PUCCINI:  Tosca
Maria Callas, Renato Cioni, Tito Gobbi; Covent Garden Chorus & Orch/Georges Prêtre, cond. (recorded July 5, 1965)

DIVINA DVN-2 (2 CDs) (F) (ADD) TT: 58:55 & 59:07  

BELLINI:  Norma (excerpts)
Maria Callas, Franco Corelli, Elena Nicolai, Boris Christoff; Trieste/Antonino Votto, cond. (recorded November 19, 1953)

DIVINA DVN-3 (2 CDs) (F) (ADD) TT: 93 min.

 

CHERUBINI:  Medea
Maria Callas, soprano (Medea); Gino Penno, tenor (Jason); Fedora Barbieri, mezzo-soprano (Neris); Maria Luisa Nache, soprano (Glauce); Giuseppe Modesti, bass (Creon); Angela Vercelli, soprano (First Maid); Maria Amadini, mezzo-soprano (Second Maid); Enrico Campi, bass (Captain of the Guard); La Scala Orchestra and Chorus/Leonard Bernstein, cond.

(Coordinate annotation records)
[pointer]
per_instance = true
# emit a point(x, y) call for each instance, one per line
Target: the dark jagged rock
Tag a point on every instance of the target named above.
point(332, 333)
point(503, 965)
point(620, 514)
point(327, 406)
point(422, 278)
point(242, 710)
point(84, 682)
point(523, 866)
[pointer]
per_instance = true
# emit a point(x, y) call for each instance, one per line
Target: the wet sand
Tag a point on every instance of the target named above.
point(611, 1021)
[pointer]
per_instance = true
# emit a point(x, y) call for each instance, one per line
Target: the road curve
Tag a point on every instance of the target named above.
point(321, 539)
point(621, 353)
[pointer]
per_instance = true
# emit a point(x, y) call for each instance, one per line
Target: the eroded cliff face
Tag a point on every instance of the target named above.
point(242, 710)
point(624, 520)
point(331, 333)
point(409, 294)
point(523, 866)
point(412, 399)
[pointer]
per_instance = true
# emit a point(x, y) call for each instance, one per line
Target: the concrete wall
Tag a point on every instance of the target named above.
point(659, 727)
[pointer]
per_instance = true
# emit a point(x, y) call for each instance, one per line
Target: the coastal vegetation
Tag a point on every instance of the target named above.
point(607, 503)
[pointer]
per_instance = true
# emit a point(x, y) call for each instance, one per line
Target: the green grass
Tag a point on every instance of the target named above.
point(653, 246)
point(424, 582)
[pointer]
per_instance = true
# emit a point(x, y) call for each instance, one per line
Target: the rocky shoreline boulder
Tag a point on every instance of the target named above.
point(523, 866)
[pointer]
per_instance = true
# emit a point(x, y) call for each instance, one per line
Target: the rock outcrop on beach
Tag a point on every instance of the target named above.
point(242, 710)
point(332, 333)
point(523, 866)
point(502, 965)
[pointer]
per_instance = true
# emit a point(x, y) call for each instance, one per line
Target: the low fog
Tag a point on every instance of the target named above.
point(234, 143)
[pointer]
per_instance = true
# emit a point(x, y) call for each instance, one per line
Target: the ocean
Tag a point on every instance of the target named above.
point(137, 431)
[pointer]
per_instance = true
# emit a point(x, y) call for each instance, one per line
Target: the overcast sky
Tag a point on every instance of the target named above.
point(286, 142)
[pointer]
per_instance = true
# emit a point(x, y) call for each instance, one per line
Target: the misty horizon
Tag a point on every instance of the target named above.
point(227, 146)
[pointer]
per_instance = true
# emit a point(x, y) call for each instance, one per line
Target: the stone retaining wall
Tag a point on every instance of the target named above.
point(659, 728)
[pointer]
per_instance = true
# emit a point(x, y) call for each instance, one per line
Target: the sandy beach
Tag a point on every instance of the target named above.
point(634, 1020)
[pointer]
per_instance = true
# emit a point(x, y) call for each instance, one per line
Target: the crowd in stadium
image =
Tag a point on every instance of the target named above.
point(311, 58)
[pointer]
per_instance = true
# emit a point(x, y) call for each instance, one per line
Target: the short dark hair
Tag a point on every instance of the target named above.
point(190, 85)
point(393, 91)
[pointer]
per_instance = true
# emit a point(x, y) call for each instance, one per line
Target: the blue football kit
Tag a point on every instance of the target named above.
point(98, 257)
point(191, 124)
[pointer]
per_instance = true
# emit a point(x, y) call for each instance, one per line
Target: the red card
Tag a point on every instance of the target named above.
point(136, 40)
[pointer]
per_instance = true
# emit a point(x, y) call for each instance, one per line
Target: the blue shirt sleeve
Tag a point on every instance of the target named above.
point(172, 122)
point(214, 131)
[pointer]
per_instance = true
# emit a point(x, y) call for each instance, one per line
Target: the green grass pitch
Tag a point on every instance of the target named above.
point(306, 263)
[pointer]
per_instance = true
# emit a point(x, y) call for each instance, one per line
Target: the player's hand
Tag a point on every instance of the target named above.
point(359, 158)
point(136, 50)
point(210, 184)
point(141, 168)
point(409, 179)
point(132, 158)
...
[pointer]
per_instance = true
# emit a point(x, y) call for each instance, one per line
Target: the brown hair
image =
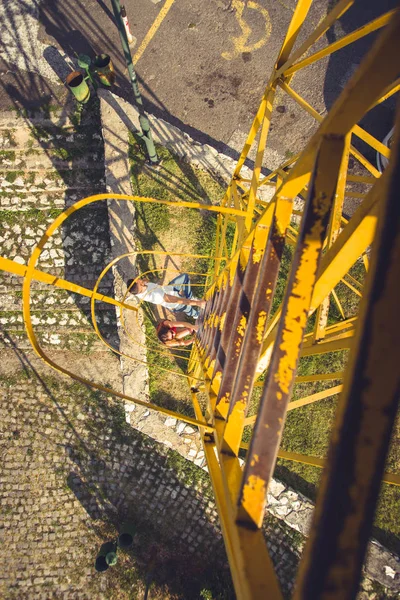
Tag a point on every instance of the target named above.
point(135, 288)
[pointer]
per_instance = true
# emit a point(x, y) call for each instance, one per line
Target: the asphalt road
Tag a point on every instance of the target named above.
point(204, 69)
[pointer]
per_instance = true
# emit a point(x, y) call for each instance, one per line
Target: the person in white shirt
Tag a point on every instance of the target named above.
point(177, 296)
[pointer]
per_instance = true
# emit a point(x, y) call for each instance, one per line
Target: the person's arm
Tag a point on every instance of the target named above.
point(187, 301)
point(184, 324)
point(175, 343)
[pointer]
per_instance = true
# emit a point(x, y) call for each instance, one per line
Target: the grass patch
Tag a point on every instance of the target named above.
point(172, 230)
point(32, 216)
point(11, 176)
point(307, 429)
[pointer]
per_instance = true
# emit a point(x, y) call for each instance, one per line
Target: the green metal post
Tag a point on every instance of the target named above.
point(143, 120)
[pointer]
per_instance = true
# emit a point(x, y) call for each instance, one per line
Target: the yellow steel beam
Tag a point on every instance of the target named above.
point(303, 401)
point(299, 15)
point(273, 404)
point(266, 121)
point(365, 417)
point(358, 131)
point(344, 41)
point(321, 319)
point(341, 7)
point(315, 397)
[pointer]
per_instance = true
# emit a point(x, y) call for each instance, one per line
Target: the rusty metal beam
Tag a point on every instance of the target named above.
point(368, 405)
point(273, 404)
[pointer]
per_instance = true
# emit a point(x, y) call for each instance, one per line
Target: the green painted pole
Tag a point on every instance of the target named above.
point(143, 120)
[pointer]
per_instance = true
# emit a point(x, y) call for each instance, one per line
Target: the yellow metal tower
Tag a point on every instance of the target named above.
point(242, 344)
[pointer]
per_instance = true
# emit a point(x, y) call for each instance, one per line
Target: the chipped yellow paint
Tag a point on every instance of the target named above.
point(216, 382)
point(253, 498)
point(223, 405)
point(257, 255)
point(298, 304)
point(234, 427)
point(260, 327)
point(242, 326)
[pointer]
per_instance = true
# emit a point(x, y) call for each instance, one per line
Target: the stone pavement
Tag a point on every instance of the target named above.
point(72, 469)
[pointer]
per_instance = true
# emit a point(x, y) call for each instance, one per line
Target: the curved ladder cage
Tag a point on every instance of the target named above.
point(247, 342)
...
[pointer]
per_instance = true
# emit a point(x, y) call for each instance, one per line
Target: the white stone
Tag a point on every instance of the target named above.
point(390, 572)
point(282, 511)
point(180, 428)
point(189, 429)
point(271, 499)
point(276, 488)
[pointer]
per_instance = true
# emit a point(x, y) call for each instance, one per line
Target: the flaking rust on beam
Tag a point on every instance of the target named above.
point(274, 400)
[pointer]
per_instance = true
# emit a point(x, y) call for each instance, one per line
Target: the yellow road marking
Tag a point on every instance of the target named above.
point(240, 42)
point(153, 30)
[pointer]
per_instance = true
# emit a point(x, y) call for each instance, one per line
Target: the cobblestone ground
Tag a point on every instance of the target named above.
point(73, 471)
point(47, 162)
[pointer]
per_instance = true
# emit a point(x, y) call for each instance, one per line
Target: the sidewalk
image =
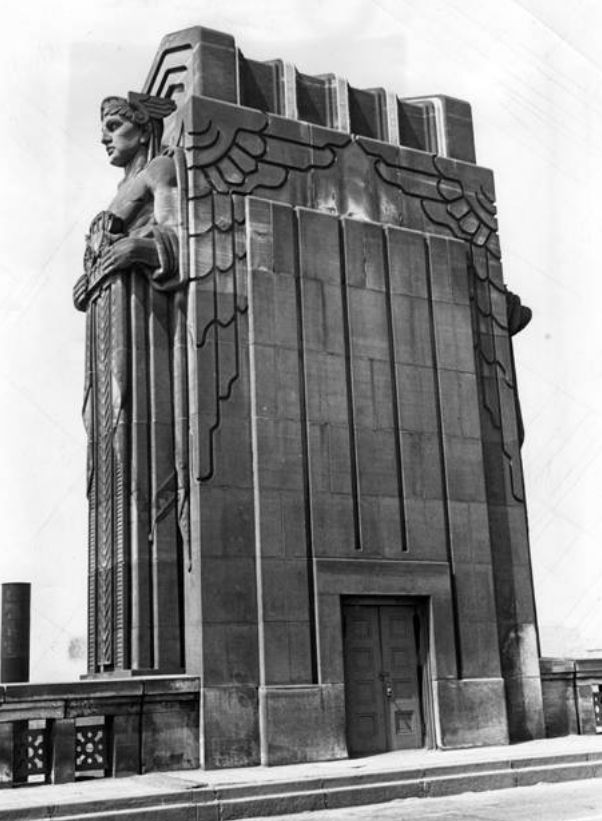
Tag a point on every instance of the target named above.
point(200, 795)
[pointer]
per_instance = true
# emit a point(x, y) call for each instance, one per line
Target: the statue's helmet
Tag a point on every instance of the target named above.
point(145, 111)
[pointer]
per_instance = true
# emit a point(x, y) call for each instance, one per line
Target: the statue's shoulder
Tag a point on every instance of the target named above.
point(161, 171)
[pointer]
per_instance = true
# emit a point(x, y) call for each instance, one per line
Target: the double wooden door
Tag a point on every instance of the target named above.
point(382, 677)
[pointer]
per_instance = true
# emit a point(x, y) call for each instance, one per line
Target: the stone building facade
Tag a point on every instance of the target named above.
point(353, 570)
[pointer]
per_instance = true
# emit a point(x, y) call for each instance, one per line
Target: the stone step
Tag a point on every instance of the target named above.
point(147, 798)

**Problem statement**
Copy the Callas recordings list word for word, starting at the words "CHERUBINI:  Medea" and ending after "Chorus/Leonard Bernstein, cond.". Draw only on the Callas recordings list; the rows play no part.

**The reply**
CHERUBINI:  Medea
Maria Callas, soprano (Medea); Gino Penno, tenor (Jason); Fedora Barbieri, mezzo-soprano (Neris); Maria Luisa Nache, soprano (Glauce); Giuseppe Modesti, bass (Creon); Angela Vercelli, soprano (First Maid); Maria Amadini, mezzo-soprano (Second Maid); Enrico Campi, bass (Captain of the Guard); La Scala Orchestra and Chorus/Leonard Bernstein, cond.